REQUIREMENT:
Turn every line of the material below into a JSON list of strings, one string per line, leaving out blank lines. Omit the pictures from the output.

Point annotation data excerpts
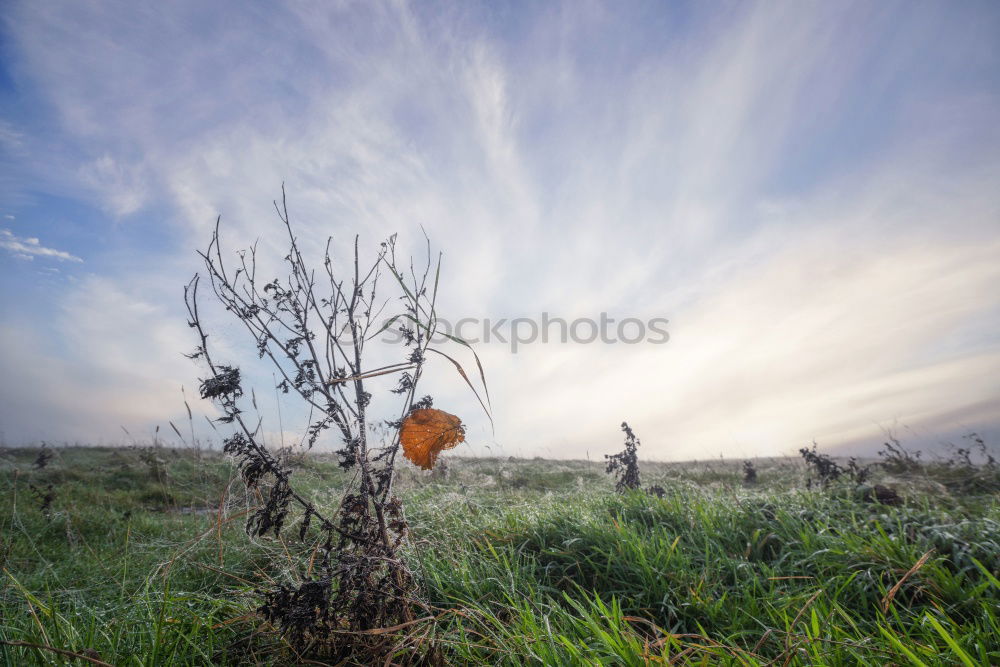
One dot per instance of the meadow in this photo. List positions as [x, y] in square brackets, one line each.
[138, 556]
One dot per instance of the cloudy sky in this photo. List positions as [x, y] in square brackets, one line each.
[806, 191]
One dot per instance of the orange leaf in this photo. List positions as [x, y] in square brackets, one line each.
[426, 433]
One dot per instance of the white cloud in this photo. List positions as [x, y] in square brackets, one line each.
[30, 247]
[821, 244]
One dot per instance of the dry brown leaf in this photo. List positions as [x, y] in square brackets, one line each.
[426, 433]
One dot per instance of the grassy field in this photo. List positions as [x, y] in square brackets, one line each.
[139, 557]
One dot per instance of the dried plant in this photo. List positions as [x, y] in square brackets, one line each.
[44, 497]
[44, 456]
[824, 467]
[625, 464]
[896, 459]
[315, 329]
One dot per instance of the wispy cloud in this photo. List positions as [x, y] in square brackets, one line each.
[807, 192]
[30, 247]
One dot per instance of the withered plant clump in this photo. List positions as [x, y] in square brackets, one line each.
[315, 328]
[625, 464]
[822, 465]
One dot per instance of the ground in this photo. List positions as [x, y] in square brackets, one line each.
[138, 557]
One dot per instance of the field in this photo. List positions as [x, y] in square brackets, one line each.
[139, 557]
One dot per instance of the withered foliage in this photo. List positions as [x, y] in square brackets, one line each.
[314, 326]
[427, 432]
[625, 464]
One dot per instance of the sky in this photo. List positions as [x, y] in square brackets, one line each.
[806, 192]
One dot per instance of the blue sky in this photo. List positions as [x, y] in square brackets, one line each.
[806, 190]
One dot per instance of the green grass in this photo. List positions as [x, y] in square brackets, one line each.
[520, 562]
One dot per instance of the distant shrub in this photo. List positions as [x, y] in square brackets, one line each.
[625, 464]
[823, 466]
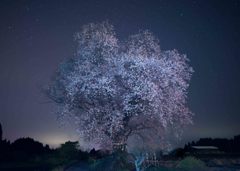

OUTPUT FOR THIS EXERCISE:
[
  "One dot per instance of the meadow in this photo. List positions as [x, y] in square brackets, one line each.",
  "[138, 556]",
  "One dot per instance of the cloudy sky in this photo. List positions as [x, y] in square brackets, one line each.",
  "[806, 191]",
  "One dot per instance of the orange leaf in this photo. List positions as [x, y] in square brackets, one line each.",
  "[426, 433]",
  "One dot per instance of the white cloud in this photo. List positions as [x, y] in square brackets, one line each.",
  "[30, 247]",
  "[821, 244]",
  "One dot per instance of the dry brown leaf in this photo. List positions as [x, y] in square brackets, one line each.",
  "[426, 433]",
  "One dot per instance of the grassy field in this photo. List positions as [x, y] in square brackets, one line each.",
  "[139, 557]",
  "One dot per instance of the dried plant in this photo. List positions as [x, y] in square brackets, one line each.",
  "[44, 497]",
  "[44, 456]",
  "[824, 467]",
  "[625, 464]",
  "[896, 459]",
  "[315, 329]",
  "One dot per instance of the wispy cloud in this photo. List positions as [x, y] in square brackets, one line each.",
  "[807, 192]",
  "[30, 247]",
  "One dot per instance of the withered plant clump in this photo. List positions as [x, y] in square brackets, one line each.",
  "[315, 328]",
  "[625, 464]",
  "[822, 465]",
  "One dot per instance of the ground in this photo. List positions as [x, y] in square brackets, one line each.",
  "[138, 557]",
  "One dot per instance of the field in this photo. List positions as [x, y] in square brackets, one line each.",
  "[139, 557]",
  "One dot per instance of the withered foliage in this photo. List positions as [x, y] in square brackets, one line each.",
  "[314, 326]",
  "[427, 432]",
  "[625, 464]",
  "One dot per instance of the sky in this photo. List positions as [x, y] in square brackets, one line each.",
  "[806, 192]",
  "One dot per instance of the blue sky in this photo. List positions as [x, y] in square brackets, one line each.",
  "[806, 190]",
  "One dot per instance of the green grass in this photo. List positions as [x, y] in square brackets, one line each.",
  "[520, 562]",
  "One dot per instance of the distant shrub in this photo. List positions as [x, y] in square brackets, one line each.",
  "[625, 464]",
  "[823, 466]"
]